◆ **Goal**: Determine how many of the rows below contain the string "return", and reply with that number alone.

◆ **Material supplied**:
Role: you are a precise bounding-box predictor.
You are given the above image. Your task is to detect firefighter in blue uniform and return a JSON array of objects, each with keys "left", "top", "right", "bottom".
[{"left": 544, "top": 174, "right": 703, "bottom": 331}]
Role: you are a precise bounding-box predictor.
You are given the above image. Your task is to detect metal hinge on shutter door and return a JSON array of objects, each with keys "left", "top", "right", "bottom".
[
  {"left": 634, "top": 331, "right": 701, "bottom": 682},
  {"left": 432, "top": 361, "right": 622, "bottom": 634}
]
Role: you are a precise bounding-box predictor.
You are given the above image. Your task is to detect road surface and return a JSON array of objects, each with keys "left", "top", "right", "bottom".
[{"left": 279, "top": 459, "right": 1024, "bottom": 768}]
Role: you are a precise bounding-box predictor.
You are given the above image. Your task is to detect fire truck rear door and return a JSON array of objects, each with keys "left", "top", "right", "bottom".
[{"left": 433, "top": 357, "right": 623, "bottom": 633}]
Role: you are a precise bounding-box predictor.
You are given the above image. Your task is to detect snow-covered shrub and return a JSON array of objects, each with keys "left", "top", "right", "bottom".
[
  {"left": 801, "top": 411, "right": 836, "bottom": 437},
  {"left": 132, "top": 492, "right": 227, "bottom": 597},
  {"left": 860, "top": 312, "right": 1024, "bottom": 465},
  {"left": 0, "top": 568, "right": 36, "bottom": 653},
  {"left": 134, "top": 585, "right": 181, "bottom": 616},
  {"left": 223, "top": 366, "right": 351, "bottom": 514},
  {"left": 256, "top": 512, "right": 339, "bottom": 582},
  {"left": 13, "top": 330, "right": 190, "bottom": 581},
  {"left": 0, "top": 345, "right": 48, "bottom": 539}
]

◆ **Output of the exercise**: 5